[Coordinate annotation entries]
╭──

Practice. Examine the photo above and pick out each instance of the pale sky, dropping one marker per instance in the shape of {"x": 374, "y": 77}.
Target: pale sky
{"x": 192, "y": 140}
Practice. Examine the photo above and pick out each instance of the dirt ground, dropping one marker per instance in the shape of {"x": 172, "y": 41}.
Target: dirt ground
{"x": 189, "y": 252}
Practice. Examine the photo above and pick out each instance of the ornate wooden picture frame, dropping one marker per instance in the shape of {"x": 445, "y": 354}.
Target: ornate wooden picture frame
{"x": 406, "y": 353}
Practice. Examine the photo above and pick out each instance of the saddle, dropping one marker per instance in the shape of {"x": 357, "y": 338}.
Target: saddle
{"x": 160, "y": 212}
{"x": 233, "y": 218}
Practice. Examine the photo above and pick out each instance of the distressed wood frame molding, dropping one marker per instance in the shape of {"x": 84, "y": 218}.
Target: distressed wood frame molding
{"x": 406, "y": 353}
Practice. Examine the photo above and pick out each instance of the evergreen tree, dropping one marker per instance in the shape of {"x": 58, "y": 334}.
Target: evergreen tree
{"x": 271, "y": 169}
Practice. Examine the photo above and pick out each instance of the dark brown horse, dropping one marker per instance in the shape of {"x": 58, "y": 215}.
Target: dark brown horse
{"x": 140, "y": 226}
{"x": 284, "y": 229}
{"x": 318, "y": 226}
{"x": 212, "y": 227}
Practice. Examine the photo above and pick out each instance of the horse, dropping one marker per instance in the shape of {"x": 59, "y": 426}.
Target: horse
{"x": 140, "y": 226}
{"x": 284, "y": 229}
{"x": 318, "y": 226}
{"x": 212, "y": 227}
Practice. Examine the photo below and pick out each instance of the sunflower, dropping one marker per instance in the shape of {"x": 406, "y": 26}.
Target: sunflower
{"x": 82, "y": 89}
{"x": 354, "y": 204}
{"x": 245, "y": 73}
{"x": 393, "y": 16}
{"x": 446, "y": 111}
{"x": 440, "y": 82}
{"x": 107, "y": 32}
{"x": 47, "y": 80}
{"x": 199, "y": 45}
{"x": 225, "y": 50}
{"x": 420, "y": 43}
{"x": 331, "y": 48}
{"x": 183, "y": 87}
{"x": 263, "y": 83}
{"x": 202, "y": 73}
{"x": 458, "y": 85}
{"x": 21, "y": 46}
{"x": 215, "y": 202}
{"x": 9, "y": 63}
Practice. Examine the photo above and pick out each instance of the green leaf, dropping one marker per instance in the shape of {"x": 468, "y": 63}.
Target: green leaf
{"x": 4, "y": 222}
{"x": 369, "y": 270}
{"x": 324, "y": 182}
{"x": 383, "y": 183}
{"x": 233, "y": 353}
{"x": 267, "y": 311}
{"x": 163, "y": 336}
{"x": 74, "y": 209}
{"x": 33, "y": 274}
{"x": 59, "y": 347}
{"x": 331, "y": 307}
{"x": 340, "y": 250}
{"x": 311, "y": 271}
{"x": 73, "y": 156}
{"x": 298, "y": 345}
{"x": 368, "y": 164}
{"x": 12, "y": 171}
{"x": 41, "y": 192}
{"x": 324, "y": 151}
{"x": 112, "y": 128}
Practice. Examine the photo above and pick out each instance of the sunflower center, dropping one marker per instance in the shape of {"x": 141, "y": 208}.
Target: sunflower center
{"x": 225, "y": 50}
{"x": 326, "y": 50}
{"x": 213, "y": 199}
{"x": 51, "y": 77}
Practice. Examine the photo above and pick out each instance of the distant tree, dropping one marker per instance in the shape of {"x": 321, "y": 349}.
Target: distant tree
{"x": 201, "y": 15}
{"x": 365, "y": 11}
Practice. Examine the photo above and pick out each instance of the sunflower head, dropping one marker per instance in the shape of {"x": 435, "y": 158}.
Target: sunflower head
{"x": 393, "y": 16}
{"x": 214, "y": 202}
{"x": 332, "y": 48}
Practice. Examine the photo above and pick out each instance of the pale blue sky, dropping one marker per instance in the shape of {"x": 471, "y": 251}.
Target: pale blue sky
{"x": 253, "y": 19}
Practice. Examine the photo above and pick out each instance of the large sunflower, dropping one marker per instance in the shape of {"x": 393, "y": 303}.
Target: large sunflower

╰──

| Your objective |
Write out the whole listing again, exactly as it stands.

| Task response |
Practice. Examine the photo above and pick out each instance of the pale sky, dropping one marker per instance in the shape of {"x": 374, "y": 77}.
Target: pale sky
{"x": 192, "y": 140}
Practice. Examine the photo above and pick out each instance of the dirt ground, dropping one marker per instance in the shape of {"x": 172, "y": 41}.
Target: dirt ground
{"x": 189, "y": 252}
Practice. Examine the photo above and pick out each instance of the ornate wooden picture frame, dropping one marker per instance in the shape of {"x": 445, "y": 354}.
Target: ornate wooden picture frame
{"x": 406, "y": 353}
Practice. Examine the photo above and pick out each instance of the saddle, dropping one marker per instance in the shape of {"x": 357, "y": 338}.
Target: saddle
{"x": 160, "y": 212}
{"x": 233, "y": 218}
Practice. Examine the photo above and pick out each instance of the distressed wood frame molding, dropping one marker per instance in the shape of {"x": 84, "y": 218}.
Target: distressed wood frame molding
{"x": 406, "y": 353}
Practice. Examine the photo above and pick out each instance of the evergreen tree, dropping one marker per instance in the shape of {"x": 58, "y": 334}.
Target: evergreen tree
{"x": 271, "y": 169}
Practice. Examine the photo above and pick out each instance of the dark brown horse, dropping one marker per instance in the shape of {"x": 58, "y": 215}.
Target: dark brown horse
{"x": 140, "y": 226}
{"x": 284, "y": 229}
{"x": 318, "y": 226}
{"x": 212, "y": 227}
Practice. Examine the photo above and pick out each instance of the horse, dropping one marker per instance in the shape of {"x": 59, "y": 426}.
Target: horse
{"x": 140, "y": 226}
{"x": 284, "y": 229}
{"x": 318, "y": 226}
{"x": 212, "y": 227}
Practice. Examine the photo below and pick out each instance of the sunflower, dropping one marker per instance in the shape of {"x": 406, "y": 26}.
Target: sunflower
{"x": 82, "y": 89}
{"x": 354, "y": 204}
{"x": 245, "y": 73}
{"x": 393, "y": 16}
{"x": 446, "y": 111}
{"x": 440, "y": 82}
{"x": 107, "y": 32}
{"x": 47, "y": 80}
{"x": 199, "y": 45}
{"x": 225, "y": 50}
{"x": 420, "y": 43}
{"x": 331, "y": 48}
{"x": 183, "y": 87}
{"x": 263, "y": 83}
{"x": 202, "y": 73}
{"x": 458, "y": 85}
{"x": 21, "y": 46}
{"x": 215, "y": 202}
{"x": 9, "y": 63}
Practice. Examine the photo above and pick out each instance of the green leaf, dropping one marker per instance in the shape of {"x": 468, "y": 63}.
Target: green leaf
{"x": 4, "y": 222}
{"x": 369, "y": 270}
{"x": 324, "y": 182}
{"x": 383, "y": 183}
{"x": 233, "y": 353}
{"x": 267, "y": 311}
{"x": 163, "y": 336}
{"x": 74, "y": 209}
{"x": 33, "y": 274}
{"x": 59, "y": 347}
{"x": 331, "y": 307}
{"x": 340, "y": 250}
{"x": 311, "y": 271}
{"x": 73, "y": 156}
{"x": 298, "y": 345}
{"x": 368, "y": 164}
{"x": 12, "y": 171}
{"x": 41, "y": 192}
{"x": 324, "y": 151}
{"x": 112, "y": 128}
Practice. Examine the photo above and pick out each instance of the sunflower center, dropping one marker per instance in the shape of {"x": 141, "y": 208}.
Target: sunflower center
{"x": 225, "y": 50}
{"x": 326, "y": 50}
{"x": 213, "y": 199}
{"x": 51, "y": 77}
Practice. Examine the photo above and pick out each instance of the distant tree, dropping one marker per instance in the shape of {"x": 321, "y": 349}.
Target: distant tree
{"x": 201, "y": 15}
{"x": 365, "y": 11}
Practice. Examine the photo above and pick out each instance of the sunflower head, dropping one marker per instance in the shape of {"x": 435, "y": 158}.
Target: sunflower head
{"x": 393, "y": 16}
{"x": 214, "y": 202}
{"x": 332, "y": 48}
Practice. Examine the photo above and pick out each instance of the pale blue sky, dropping one marker per instance in the shape of {"x": 471, "y": 251}.
Target: pale blue sky
{"x": 253, "y": 19}
Practice. Examine the photo above and pick out each instance of the large sunflower, dropping one marker per instance in the shape of {"x": 393, "y": 303}.
Target: large sunflower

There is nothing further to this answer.